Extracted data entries
◆ ◆ ◆ ◆

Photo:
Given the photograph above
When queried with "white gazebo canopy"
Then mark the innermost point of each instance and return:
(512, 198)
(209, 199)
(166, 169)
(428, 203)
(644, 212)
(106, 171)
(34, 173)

◆ ◆ ◆ ◆

Your answer should consist only of the lines from the one that holds "Given the photograph above" to the end of the entries above, both ends included, each repeated exactly.

SOLUTION:
Given the photograph above
When queried with "white gazebo canopy"
Then mark the innermost point of each instance and return:
(512, 198)
(209, 199)
(166, 169)
(428, 203)
(644, 212)
(106, 171)
(34, 173)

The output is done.